* Begin Dataset entries *

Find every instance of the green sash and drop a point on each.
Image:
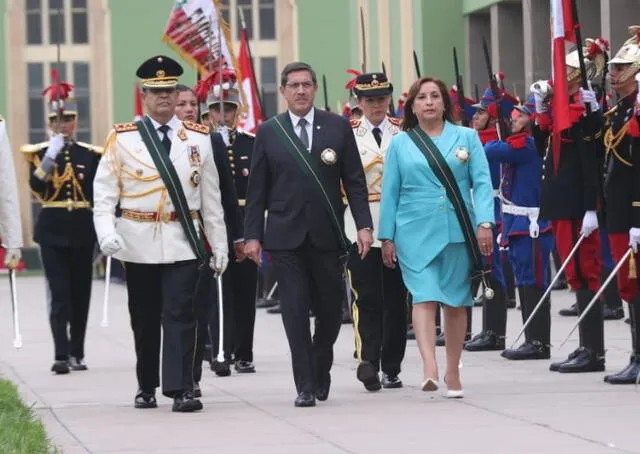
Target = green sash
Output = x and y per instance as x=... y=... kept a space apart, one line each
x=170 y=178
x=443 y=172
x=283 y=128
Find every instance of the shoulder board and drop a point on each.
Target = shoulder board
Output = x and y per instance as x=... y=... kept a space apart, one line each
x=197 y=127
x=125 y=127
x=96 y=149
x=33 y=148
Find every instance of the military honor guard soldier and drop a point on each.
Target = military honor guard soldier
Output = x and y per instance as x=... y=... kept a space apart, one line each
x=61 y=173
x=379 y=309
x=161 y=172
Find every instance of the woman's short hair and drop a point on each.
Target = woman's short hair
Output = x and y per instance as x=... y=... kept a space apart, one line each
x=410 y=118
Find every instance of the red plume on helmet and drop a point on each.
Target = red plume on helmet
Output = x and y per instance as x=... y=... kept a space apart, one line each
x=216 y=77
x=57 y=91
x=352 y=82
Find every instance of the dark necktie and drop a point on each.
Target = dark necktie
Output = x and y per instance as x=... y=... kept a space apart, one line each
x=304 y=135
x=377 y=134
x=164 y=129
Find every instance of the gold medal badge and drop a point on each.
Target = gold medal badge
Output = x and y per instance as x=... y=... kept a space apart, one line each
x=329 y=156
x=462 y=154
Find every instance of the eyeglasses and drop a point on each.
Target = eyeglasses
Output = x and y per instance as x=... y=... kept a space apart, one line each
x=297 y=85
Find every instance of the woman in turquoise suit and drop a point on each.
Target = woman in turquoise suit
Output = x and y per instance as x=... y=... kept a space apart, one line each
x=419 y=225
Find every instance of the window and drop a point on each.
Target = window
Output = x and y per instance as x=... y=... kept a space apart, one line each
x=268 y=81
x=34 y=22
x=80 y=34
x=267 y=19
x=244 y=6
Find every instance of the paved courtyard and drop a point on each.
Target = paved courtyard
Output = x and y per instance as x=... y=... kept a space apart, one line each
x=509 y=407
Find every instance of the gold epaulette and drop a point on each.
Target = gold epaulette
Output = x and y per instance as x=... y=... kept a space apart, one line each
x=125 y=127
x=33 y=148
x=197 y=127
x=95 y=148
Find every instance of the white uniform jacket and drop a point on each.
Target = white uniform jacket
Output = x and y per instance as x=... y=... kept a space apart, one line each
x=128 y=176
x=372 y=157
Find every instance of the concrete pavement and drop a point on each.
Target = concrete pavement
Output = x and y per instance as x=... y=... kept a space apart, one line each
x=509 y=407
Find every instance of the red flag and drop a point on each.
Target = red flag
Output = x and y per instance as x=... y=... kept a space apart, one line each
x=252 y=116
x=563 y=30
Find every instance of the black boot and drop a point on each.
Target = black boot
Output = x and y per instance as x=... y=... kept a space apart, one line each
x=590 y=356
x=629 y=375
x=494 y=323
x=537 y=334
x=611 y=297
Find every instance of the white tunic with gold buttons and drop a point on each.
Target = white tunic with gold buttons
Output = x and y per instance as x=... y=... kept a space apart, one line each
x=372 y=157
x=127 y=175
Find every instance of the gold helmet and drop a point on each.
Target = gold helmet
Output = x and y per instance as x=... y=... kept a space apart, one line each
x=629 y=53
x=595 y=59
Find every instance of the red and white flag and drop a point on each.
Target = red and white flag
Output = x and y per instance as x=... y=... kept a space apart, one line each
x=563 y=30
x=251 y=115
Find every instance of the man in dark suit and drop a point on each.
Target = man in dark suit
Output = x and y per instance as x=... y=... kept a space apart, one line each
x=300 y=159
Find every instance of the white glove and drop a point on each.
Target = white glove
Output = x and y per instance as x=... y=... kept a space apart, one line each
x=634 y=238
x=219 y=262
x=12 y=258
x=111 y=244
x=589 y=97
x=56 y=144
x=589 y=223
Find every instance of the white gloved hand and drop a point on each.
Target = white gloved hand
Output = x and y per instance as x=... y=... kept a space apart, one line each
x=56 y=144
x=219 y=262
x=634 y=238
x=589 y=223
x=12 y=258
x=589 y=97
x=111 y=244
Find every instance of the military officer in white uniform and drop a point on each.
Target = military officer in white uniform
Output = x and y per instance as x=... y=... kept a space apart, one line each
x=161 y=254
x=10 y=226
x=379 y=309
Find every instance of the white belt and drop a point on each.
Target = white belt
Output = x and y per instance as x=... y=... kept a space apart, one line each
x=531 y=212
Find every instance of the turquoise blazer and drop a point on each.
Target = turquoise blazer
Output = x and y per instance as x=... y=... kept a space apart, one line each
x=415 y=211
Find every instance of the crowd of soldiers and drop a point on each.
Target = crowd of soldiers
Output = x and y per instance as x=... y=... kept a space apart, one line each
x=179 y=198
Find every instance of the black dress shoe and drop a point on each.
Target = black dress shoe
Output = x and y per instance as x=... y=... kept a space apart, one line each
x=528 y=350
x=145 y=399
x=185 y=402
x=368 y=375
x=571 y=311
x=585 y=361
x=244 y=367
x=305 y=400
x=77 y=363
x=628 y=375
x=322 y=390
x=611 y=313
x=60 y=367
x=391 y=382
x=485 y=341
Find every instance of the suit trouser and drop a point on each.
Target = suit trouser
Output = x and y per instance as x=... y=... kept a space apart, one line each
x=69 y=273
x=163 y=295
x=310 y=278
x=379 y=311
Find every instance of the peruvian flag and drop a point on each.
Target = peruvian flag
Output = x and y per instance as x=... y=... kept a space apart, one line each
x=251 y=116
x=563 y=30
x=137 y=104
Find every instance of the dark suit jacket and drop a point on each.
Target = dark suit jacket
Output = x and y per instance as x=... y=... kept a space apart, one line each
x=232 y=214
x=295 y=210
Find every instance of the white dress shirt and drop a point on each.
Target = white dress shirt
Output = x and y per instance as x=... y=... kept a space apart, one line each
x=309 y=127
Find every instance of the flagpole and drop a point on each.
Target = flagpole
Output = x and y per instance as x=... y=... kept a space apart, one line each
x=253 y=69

* End Dataset entries *

#### Directions for this task:
Copy out all of the material above with every "instance" changed to "occurrence" and nothing else altered. Leave the pictures out.

#### Task solution:
Find every occurrence of the green sash and drop a point on each.
Image:
Target = green sash
Output = x and y per occurrence as x=... y=... kept a space apart, one line each
x=170 y=178
x=443 y=172
x=283 y=128
Find every occurrence of the shoulder board and drop a point on each.
Target = shoulder board
Output = x and y per occurrence as x=... y=... kept a space apart, one line each
x=197 y=127
x=125 y=127
x=96 y=149
x=33 y=148
Find every occurrence of the military honor guard soldier and drop a point on each.
Target = military honor guard soldier
Output = x and y per occurrence as x=... y=... kept a space apart, one line each
x=61 y=173
x=379 y=309
x=161 y=172
Find every occurrence of the woman's short hair and drop a point on each.
Target = woman's short hair
Output = x and y per occurrence as x=... y=... kept a space apart, one line each
x=410 y=118
Find every occurrence of the red plume on helmet and drop a point on each.
Target = red plume on helmet
Output = x and y per occurrence as x=... y=... kept a space apart, one line each
x=216 y=77
x=57 y=91
x=352 y=82
Find every occurrence of the dark necktie and drop a point on each.
Target = dark necktie
Output = x and y per occurrence as x=... y=... kept a space apart, one line each
x=304 y=135
x=377 y=134
x=164 y=129
Find every occurrence of the gold medal badge and drop a point on each.
Target = gold medal badge
Output = x and y per occurrence as x=... y=... kept a space apart, one line each
x=329 y=156
x=462 y=154
Find every occurrence of the eyeglasses and drop a point on each.
Target = eyeglasses
Output = x and y per occurrence as x=... y=... kept a space apart, one line each
x=297 y=85
Find every occurrence of the woman in turquoise suit and drop a point on each.
Target = woman in turquoise suit
Output = x and y per occurrence as x=... y=... kept a space apart, one line each
x=419 y=225
Find every occurrence of the window and drop a point on each.
Target = window
Output = x and y per occurrence as x=... y=... kept a space apart, one line each
x=268 y=81
x=34 y=22
x=80 y=34
x=267 y=19
x=244 y=6
Find every occurrence of the paved courtyard and drop a point on each.
Target = paved courtyard
Output = x and y per occurrence as x=... y=... kept a space apart, one line each
x=509 y=407
Find every occurrence of the gold epaulette and drop a point on each.
Target = gold epaulette
Output = x and y per occurrence as x=... y=... kept a space apart, one line each
x=125 y=127
x=33 y=148
x=197 y=127
x=95 y=148
Find every occurrence of the white uniform jacket and drop a point on each.
Target = white uniform jacket
Output = x and y per occurrence as x=... y=... kept a space apart, one line each
x=128 y=176
x=372 y=157
Find every occurrence of the concrete pavement and drop a point on each.
Target = concrete pavement
Output = x and y per occurrence as x=... y=... kept a space apart, one line each
x=509 y=407
Find every occurrence of the red flag and drop a point on each.
Target = red flag
Output = x and y per occurrence as x=... y=... kept a space apart, one line each
x=252 y=116
x=563 y=30
Find every occurrence of the black boot and drop a point on each.
Target = black boot
Output = x and y per occurrence as x=... y=... kept a space apart, one line each
x=590 y=356
x=629 y=375
x=494 y=323
x=537 y=334
x=611 y=297
Find every occurrence of the white tunic with gold buttons and drop a point on each.
Target = white tunic with gold buttons
Output = x and y per occurrence as x=... y=... kept a space apart, one line each
x=372 y=157
x=127 y=175
Find every occurrence of the gold helmet and drop a point on each.
Target = gold helmet
Output = x and y per occurrence as x=... y=... kept a space apart, one line each
x=629 y=53
x=595 y=59
Find every occurrence of the red and white flag and drop a point on each.
Target = red and white flag
Output = x and y per occurrence as x=... y=... kept a space apart, one line each
x=563 y=30
x=251 y=115
Find every occurrence of the man in dark suit and drop a point on each.
Target = man in dark suit
Output = x and y per occurrence as x=... y=... kept a space apart, one line each
x=300 y=159
Find every occurrence of the white glove and drop a point on each.
Target = white glove
Output = x and y per occurrence as x=... y=... kept a space apart, one line each
x=634 y=238
x=219 y=262
x=12 y=258
x=111 y=244
x=589 y=97
x=56 y=144
x=589 y=223
Find every occurrence of the white gloved hand and drop a point on each.
Target = white gloved hand
Output = x and y per occurrence as x=... y=... kept a space apart, one line each
x=56 y=144
x=219 y=262
x=634 y=238
x=589 y=223
x=12 y=258
x=589 y=97
x=111 y=244
Find every occurrence of the military officer in white uniform and drop a point on each.
Target = military officer in white uniform
Output = x and y per occurrence as x=... y=... kept a space apart, one line each
x=161 y=254
x=10 y=226
x=379 y=309
Find every occurrence of the white belt and drop a point on each.
Target = white belt
Output = x and y per occurrence as x=... y=... kept a space apart, one line each
x=531 y=212
Find every occurrence of the turquoise blazer and drop a point on each.
Target = turquoise blazer
Output = x and y per occurrence as x=... y=... kept a space apart, one line each
x=415 y=211
Find every occurrence of the crowd of soldiers and drop a point on each.
Target = crowd of soldiers
Output = x and y per occurrence as x=... y=... kept a space apart, one line each
x=179 y=198
Find every occurrence of the black dress shoe and drop a point on each.
Target = black dress shoe
Output = x and y per occurrence as x=... y=... kept a space apart, one line each
x=528 y=350
x=145 y=399
x=185 y=402
x=368 y=375
x=571 y=311
x=585 y=361
x=244 y=367
x=305 y=400
x=77 y=363
x=628 y=375
x=322 y=390
x=611 y=313
x=60 y=367
x=391 y=382
x=485 y=341
Find every occurrence of the suit trouser and drop a point on each.
Target = suit trouser
Output = x and y per occurrence as x=... y=... kept a space apart, one line each
x=69 y=273
x=163 y=295
x=310 y=278
x=379 y=311
Find every occurrence of the peruvian flag and drop a point on each.
Target = peruvian flag
Output = x and y per occurrence as x=... y=... kept a space apart, one line each
x=251 y=116
x=563 y=30
x=137 y=104
Find every occurrence of the dark suit jacket and drop a point on each.
Target = dark suit jacket
Output = x and y per occurrence as x=... y=... kept a space apart, one line each
x=232 y=214
x=295 y=210
Find every occurrence of the white dress shirt and drop a point on each.
Target = white dress shirt
Output = x and y per occurrence as x=... y=... kept a space apart, one line each
x=309 y=127
Find every occurrence of the flagpole and drop a point on each.
Target = flagpole
Output = x and y per occurrence as x=... y=... kept a space apart, one line each
x=253 y=69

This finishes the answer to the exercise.